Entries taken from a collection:
_____
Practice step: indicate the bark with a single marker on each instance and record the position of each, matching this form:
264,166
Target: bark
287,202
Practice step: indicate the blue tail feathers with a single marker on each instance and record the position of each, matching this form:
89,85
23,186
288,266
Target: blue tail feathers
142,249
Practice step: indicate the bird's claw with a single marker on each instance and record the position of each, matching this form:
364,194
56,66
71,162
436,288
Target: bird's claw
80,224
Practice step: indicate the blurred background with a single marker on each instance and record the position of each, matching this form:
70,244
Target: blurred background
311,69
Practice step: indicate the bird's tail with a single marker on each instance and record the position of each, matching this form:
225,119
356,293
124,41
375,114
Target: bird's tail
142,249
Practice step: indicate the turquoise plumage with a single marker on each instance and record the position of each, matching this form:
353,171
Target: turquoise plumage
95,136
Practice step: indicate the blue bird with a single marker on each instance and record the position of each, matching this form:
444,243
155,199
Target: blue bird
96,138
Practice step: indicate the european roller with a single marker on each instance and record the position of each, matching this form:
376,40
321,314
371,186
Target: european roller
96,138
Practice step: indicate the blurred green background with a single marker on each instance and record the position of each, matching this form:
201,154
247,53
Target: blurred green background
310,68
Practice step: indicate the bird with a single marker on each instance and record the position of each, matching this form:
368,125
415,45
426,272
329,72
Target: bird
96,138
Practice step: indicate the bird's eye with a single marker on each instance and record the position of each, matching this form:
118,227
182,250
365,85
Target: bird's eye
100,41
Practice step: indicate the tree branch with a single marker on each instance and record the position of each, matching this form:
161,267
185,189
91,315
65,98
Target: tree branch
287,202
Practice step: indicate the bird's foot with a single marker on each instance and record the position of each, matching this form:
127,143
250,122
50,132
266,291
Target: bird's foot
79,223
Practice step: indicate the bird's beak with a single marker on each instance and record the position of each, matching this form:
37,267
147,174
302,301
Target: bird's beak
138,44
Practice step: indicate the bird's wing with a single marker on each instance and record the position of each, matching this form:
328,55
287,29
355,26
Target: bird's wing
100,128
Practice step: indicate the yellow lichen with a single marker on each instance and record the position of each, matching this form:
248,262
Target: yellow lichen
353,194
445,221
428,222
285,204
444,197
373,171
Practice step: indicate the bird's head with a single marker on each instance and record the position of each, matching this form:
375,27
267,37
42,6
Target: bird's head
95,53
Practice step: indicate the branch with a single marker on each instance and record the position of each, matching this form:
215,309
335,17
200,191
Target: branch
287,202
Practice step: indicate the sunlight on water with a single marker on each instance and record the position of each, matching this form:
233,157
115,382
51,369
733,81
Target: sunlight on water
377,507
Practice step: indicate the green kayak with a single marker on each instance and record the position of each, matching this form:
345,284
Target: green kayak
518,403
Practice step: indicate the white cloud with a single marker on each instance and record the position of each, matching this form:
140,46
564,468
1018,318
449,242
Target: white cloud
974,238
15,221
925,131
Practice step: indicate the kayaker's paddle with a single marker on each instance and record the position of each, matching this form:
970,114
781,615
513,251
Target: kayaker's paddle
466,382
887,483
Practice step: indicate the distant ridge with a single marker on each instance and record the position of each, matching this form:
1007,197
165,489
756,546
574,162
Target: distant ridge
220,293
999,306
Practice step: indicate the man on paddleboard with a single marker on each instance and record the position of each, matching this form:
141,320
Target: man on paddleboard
_____
Exercise goal: Beginning at the line that holds "Practice step: indicate the bird's head", reproduce each line of the records above down to and including the last one.

Solution below:
Practice step: indicate the bird's head with a single marker on each instance and record the position of each, matching this form:
375,27
267,37
42,6
Target: bird's head
95,53
Practice step: indicate the branch with a single marker on each instance and record the position of each, matching this form:
215,309
335,17
200,191
Target: branch
287,202
Practice step: indicate the sunlight on water with a single marker on each instance and record the position of each, matching this form:
233,157
115,382
51,369
733,81
Target: sunlight on water
377,507
Practice step: indicate the green kayak with a single marker on each instance and record the position of each, matching this form:
345,284
Target: green kayak
518,403
Practice step: indicate the white cloud with a single marker on each instance and record the position of each, matching this form:
140,46
564,468
1018,318
449,242
Target: white cloud
974,238
15,221
925,131
Practice step: indicate the kayaker's paddle with a single marker on each instance and record the position of each, matching this form:
970,114
781,615
513,251
Target: kayaker's paddle
466,382
887,483
Practice step: indicate the distant ridge with a single marker on each instance and record the position of each, matching this form:
1007,197
165,489
756,546
574,162
Target: distant ridge
220,293
999,306
Practice step: indicate the man on paddleboard with a single marker on each instance and record the position of each, matching this form:
141,320
Target: man on paddleboard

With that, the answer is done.